## Material for this task
• • • • • • •

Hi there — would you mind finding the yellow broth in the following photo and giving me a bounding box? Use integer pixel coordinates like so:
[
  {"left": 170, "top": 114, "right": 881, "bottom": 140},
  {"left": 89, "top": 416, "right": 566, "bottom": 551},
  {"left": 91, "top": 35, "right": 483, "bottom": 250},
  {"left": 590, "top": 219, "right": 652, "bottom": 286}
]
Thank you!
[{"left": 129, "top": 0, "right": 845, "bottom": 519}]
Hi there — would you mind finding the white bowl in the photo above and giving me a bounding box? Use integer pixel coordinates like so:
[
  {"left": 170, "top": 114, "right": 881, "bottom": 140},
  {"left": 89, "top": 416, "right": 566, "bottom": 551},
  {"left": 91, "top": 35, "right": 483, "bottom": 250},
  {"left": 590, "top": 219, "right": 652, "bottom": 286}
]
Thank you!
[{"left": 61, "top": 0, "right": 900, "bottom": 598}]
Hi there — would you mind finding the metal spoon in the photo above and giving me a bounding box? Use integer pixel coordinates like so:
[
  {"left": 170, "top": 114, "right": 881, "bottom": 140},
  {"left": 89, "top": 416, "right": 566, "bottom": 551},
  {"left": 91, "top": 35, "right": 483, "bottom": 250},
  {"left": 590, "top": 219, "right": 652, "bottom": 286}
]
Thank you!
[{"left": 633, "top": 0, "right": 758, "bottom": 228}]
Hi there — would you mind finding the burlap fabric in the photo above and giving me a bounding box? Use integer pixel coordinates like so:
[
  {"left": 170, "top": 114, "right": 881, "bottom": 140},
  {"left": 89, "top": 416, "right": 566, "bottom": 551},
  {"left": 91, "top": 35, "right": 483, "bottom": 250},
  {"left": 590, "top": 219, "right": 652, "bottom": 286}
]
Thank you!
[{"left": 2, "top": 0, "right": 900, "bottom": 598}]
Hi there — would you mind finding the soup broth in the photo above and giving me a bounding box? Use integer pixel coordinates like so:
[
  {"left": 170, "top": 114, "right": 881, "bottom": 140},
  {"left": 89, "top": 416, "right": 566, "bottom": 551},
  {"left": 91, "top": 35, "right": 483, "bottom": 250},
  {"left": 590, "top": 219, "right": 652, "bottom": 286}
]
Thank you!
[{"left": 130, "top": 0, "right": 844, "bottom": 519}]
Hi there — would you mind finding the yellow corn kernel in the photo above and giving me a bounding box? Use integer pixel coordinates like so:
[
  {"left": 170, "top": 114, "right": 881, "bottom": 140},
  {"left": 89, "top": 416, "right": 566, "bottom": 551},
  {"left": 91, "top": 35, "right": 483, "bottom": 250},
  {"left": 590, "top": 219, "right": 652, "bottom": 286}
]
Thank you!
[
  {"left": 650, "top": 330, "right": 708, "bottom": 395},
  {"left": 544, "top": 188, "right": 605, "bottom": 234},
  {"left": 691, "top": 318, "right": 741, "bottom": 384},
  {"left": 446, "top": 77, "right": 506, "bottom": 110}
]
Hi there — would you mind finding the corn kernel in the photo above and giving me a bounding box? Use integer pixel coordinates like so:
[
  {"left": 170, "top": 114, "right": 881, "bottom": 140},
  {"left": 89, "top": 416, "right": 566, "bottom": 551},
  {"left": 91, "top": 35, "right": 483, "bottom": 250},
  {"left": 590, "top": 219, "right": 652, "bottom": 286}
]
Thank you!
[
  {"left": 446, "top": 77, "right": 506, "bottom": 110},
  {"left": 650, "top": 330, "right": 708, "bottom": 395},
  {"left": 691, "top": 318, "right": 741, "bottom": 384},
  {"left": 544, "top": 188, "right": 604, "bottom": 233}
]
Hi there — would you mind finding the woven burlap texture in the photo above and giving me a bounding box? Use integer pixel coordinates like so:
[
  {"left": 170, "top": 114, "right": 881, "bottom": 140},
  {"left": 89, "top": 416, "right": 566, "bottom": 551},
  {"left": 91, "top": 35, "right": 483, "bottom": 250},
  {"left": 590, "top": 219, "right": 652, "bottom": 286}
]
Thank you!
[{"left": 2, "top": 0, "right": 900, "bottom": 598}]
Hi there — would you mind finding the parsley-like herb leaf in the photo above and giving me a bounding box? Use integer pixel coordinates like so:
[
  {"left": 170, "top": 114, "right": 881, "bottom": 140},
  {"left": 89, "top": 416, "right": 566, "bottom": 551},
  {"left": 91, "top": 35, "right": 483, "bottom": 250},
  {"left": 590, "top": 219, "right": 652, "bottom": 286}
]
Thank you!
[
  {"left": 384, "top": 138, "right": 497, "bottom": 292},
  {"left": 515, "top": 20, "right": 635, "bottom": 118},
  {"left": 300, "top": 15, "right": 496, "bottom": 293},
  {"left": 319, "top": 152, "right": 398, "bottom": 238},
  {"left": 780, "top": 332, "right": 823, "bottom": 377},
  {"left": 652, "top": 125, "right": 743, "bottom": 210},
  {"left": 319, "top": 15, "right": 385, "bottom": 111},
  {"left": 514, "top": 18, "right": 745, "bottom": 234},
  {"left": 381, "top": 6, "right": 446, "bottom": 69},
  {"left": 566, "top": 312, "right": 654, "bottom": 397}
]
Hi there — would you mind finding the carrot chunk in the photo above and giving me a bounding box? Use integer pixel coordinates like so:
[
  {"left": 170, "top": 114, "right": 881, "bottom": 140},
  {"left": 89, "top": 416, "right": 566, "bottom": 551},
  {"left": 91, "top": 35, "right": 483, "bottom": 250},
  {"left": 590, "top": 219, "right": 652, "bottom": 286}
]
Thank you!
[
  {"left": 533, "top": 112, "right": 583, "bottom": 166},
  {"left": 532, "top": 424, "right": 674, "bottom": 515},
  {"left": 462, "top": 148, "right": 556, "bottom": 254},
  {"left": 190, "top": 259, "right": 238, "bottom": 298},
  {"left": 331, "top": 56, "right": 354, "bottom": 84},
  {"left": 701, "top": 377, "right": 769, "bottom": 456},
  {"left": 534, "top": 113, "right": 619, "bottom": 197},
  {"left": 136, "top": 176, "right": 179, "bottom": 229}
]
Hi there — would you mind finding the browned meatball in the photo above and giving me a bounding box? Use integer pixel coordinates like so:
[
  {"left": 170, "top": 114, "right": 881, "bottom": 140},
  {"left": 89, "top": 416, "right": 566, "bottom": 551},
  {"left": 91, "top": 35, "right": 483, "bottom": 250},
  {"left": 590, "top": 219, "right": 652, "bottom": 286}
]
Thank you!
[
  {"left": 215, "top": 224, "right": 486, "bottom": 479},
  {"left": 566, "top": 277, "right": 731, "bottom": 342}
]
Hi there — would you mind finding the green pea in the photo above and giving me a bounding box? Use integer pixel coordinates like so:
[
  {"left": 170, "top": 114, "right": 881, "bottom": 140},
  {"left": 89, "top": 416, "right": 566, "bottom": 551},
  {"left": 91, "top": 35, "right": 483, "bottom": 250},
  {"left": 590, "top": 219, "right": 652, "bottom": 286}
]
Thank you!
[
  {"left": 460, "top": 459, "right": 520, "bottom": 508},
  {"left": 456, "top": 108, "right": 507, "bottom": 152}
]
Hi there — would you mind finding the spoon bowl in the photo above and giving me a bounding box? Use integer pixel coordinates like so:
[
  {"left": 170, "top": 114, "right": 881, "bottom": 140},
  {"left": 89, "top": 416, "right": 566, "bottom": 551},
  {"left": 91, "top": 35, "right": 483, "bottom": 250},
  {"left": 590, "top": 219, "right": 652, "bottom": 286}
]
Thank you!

• • • • • • •

## The task
Print all the lines exactly as they occur in the listing.

## Problem solution
Hi there — would you mind finding the yellow broth in the following photo and giving me a bounding box? Use integer pixel coordinates like so:
[
  {"left": 170, "top": 114, "right": 881, "bottom": 140},
  {"left": 89, "top": 416, "right": 566, "bottom": 551},
  {"left": 91, "top": 35, "right": 483, "bottom": 250},
  {"left": 590, "top": 219, "right": 652, "bottom": 286}
]
Thank you!
[{"left": 129, "top": 0, "right": 845, "bottom": 519}]
Hi there — would you mind finding the white bowl in the photo above and giving me a bounding box? Use integer pixel coordinates like so:
[
  {"left": 170, "top": 114, "right": 881, "bottom": 140},
  {"left": 89, "top": 416, "right": 566, "bottom": 551},
  {"left": 91, "top": 35, "right": 483, "bottom": 250},
  {"left": 590, "top": 219, "right": 652, "bottom": 286}
]
Thank you!
[{"left": 61, "top": 0, "right": 900, "bottom": 598}]
Hi there — would you mind finding the metal spoon in the photo above and giving me a bounding box? Use integer pixel coordinates like so:
[
  {"left": 170, "top": 114, "right": 881, "bottom": 140},
  {"left": 89, "top": 416, "right": 566, "bottom": 551},
  {"left": 91, "top": 35, "right": 483, "bottom": 250},
  {"left": 590, "top": 219, "right": 652, "bottom": 286}
]
Thank you!
[{"left": 633, "top": 0, "right": 758, "bottom": 228}]
Hi there — would you mind finding the burlap fabric in the photo above and giving me a bounding box? Use integer pixel coordinates like so:
[
  {"left": 170, "top": 114, "right": 881, "bottom": 140},
  {"left": 89, "top": 416, "right": 566, "bottom": 551},
  {"left": 91, "top": 35, "right": 483, "bottom": 250},
  {"left": 590, "top": 219, "right": 652, "bottom": 286}
]
Thank you!
[{"left": 2, "top": 0, "right": 900, "bottom": 598}]
Hi there — would you mind finding the soup broth in the photo above and giving me a bounding box? Use integer pixel coordinates like so:
[
  {"left": 170, "top": 114, "right": 881, "bottom": 140},
  {"left": 89, "top": 416, "right": 566, "bottom": 551},
  {"left": 91, "top": 35, "right": 483, "bottom": 250},
  {"left": 590, "top": 219, "right": 652, "bottom": 286}
]
Thank you!
[{"left": 130, "top": 0, "right": 844, "bottom": 519}]
Hi there — would you mind finding the yellow corn kernel in the photo above and giving me a bounding box? Use integer pixel coordinates like so:
[
  {"left": 170, "top": 114, "right": 881, "bottom": 140},
  {"left": 89, "top": 416, "right": 566, "bottom": 551},
  {"left": 91, "top": 35, "right": 483, "bottom": 250},
  {"left": 590, "top": 219, "right": 652, "bottom": 286}
]
Thank you!
[
  {"left": 650, "top": 330, "right": 708, "bottom": 395},
  {"left": 544, "top": 188, "right": 605, "bottom": 234},
  {"left": 691, "top": 318, "right": 741, "bottom": 384},
  {"left": 446, "top": 77, "right": 506, "bottom": 110}
]
Hi there — would you mind finding the corn kernel in the photo above and giving me a bounding box? Use integer pixel coordinates like so:
[
  {"left": 170, "top": 114, "right": 881, "bottom": 140},
  {"left": 89, "top": 416, "right": 566, "bottom": 551},
  {"left": 91, "top": 35, "right": 483, "bottom": 250},
  {"left": 590, "top": 219, "right": 652, "bottom": 286}
]
Thank you!
[
  {"left": 446, "top": 77, "right": 506, "bottom": 110},
  {"left": 650, "top": 330, "right": 708, "bottom": 395},
  {"left": 691, "top": 318, "right": 741, "bottom": 384},
  {"left": 544, "top": 188, "right": 604, "bottom": 233}
]
Hi there — would you mind finding the woven burlap texture in the photo above and giving me a bounding box? Use integer pixel coordinates like so:
[
  {"left": 170, "top": 114, "right": 881, "bottom": 140},
  {"left": 89, "top": 416, "right": 566, "bottom": 551},
  {"left": 91, "top": 35, "right": 483, "bottom": 250},
  {"left": 590, "top": 219, "right": 652, "bottom": 286}
]
Thank you!
[{"left": 2, "top": 0, "right": 900, "bottom": 598}]
Hi there — would you mind finding the parsley-like herb leaf in the photo above and giving me a bounding box? Use integer pixel coordinates like so:
[
  {"left": 170, "top": 114, "right": 881, "bottom": 140},
  {"left": 89, "top": 416, "right": 566, "bottom": 551},
  {"left": 91, "top": 35, "right": 483, "bottom": 250},
  {"left": 590, "top": 219, "right": 652, "bottom": 286}
]
Thank you!
[
  {"left": 384, "top": 138, "right": 497, "bottom": 292},
  {"left": 515, "top": 20, "right": 635, "bottom": 118},
  {"left": 300, "top": 15, "right": 496, "bottom": 293},
  {"left": 319, "top": 152, "right": 398, "bottom": 238},
  {"left": 780, "top": 332, "right": 823, "bottom": 377},
  {"left": 652, "top": 125, "right": 743, "bottom": 210},
  {"left": 319, "top": 15, "right": 385, "bottom": 111},
  {"left": 514, "top": 18, "right": 745, "bottom": 234},
  {"left": 381, "top": 6, "right": 446, "bottom": 69},
  {"left": 566, "top": 312, "right": 654, "bottom": 397}
]
Hi there — would you mind finding the carrot chunk in the photo above and giving me a bounding box? Use integer pixel coordinates like so:
[
  {"left": 170, "top": 114, "right": 881, "bottom": 140},
  {"left": 89, "top": 416, "right": 566, "bottom": 551},
  {"left": 91, "top": 35, "right": 483, "bottom": 250},
  {"left": 590, "top": 219, "right": 652, "bottom": 286}
]
Thank you!
[
  {"left": 533, "top": 112, "right": 583, "bottom": 166},
  {"left": 532, "top": 424, "right": 674, "bottom": 515},
  {"left": 462, "top": 148, "right": 556, "bottom": 254},
  {"left": 190, "top": 259, "right": 238, "bottom": 298},
  {"left": 331, "top": 56, "right": 354, "bottom": 84},
  {"left": 701, "top": 377, "right": 769, "bottom": 456},
  {"left": 534, "top": 113, "right": 619, "bottom": 197},
  {"left": 136, "top": 176, "right": 179, "bottom": 229}
]
Hi there — would you mind finding the browned meatball in the photo above and giving me a bounding box? Use integer pixel coordinates like so:
[
  {"left": 170, "top": 114, "right": 881, "bottom": 140},
  {"left": 89, "top": 416, "right": 566, "bottom": 551},
  {"left": 91, "top": 35, "right": 483, "bottom": 250},
  {"left": 590, "top": 219, "right": 652, "bottom": 286}
]
Thank you!
[
  {"left": 215, "top": 224, "right": 486, "bottom": 479},
  {"left": 566, "top": 277, "right": 731, "bottom": 342}
]
Hi there — would you mind finding the green pea in the photo above and giving me a bounding box? Use integer pixel coordinates like so:
[
  {"left": 170, "top": 114, "right": 881, "bottom": 140},
  {"left": 89, "top": 416, "right": 566, "bottom": 551},
  {"left": 91, "top": 35, "right": 483, "bottom": 250},
  {"left": 590, "top": 219, "right": 652, "bottom": 286}
]
Thank you!
[
  {"left": 460, "top": 459, "right": 520, "bottom": 508},
  {"left": 456, "top": 108, "right": 507, "bottom": 152}
]
Hi there — would you mind finding the spoon bowl in the photo above and giving me a bounding box? Use integer pixel coordinates like so:
[
  {"left": 170, "top": 114, "right": 881, "bottom": 140},
  {"left": 89, "top": 416, "right": 566, "bottom": 551},
  {"left": 91, "top": 35, "right": 483, "bottom": 250},
  {"left": 590, "top": 219, "right": 652, "bottom": 286}
]
Thank you!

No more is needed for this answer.